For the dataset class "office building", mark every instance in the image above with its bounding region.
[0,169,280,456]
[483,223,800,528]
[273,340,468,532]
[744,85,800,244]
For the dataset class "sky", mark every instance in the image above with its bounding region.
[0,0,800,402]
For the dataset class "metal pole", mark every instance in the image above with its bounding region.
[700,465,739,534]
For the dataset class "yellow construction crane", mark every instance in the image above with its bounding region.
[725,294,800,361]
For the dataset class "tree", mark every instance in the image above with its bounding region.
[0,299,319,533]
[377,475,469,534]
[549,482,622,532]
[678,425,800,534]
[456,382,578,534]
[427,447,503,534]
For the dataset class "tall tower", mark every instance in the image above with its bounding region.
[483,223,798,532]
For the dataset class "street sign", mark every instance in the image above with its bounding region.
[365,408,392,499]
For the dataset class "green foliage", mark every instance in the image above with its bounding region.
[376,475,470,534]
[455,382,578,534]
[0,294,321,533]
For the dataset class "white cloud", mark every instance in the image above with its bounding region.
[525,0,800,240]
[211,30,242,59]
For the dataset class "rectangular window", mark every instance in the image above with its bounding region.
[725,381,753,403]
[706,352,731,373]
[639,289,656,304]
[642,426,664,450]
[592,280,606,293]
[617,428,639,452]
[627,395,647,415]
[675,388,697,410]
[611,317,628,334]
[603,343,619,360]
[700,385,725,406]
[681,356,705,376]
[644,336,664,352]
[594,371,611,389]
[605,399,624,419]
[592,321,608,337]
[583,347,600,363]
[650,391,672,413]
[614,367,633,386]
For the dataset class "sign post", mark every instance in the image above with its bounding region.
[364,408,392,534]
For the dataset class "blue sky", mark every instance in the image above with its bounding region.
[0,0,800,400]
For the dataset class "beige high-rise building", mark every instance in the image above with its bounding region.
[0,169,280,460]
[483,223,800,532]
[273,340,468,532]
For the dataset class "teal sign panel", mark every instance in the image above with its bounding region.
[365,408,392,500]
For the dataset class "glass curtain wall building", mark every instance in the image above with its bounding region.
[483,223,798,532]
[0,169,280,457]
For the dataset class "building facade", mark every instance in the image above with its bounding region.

|---|

■ Task goal ■
Convert the lines, from the first one through the line containing "[700,465,739,534]", into a JSON list of strings with one string per line. Include both end lines and leave out any blank lines.

■ Response ■
[
  "For the dataset class \"office building\", mark every instance in the image above with its bounding region.",
  "[0,169,280,456]",
  "[483,223,800,528]",
  "[273,340,468,532]",
  "[744,85,800,244]",
  "For the dataset class \"sky\", mark every instance in the image above with its bounding region.",
  "[0,0,800,402]",
  "For the dataset class \"metal pole\", mark every instance in the image above with its bounding region.",
  "[700,465,739,534]"
]